BEGIN RECORDS FOR THIS EXERCISE

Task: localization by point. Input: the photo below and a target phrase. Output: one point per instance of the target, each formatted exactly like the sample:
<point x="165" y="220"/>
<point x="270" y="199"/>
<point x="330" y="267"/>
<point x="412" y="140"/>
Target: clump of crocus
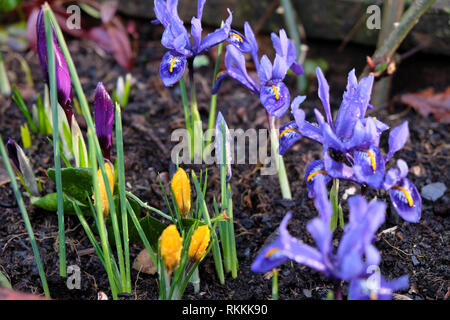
<point x="199" y="243"/>
<point x="102" y="187"/>
<point x="355" y="254"/>
<point x="23" y="166"/>
<point x="63" y="84"/>
<point x="273" y="93"/>
<point x="177" y="39"/>
<point x="104" y="119"/>
<point x="351" y="145"/>
<point x="182" y="191"/>
<point x="171" y="244"/>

END RECORDS FOR THIS EXERCISE

**WHAT THE TASK REQUIRES**
What you return should match the material word for word, apart from the pictures.

**WORKED SOLUTION**
Task: localization by point. Input: the photo below and a target phrase. Output: one point per instance of the target, each formatted exactly like the sample:
<point x="165" y="220"/>
<point x="270" y="199"/>
<point x="330" y="267"/>
<point x="412" y="140"/>
Target: clump of crocus
<point x="199" y="243"/>
<point x="102" y="187"/>
<point x="355" y="254"/>
<point x="23" y="166"/>
<point x="63" y="84"/>
<point x="273" y="93"/>
<point x="177" y="39"/>
<point x="104" y="119"/>
<point x="351" y="145"/>
<point x="182" y="191"/>
<point x="171" y="244"/>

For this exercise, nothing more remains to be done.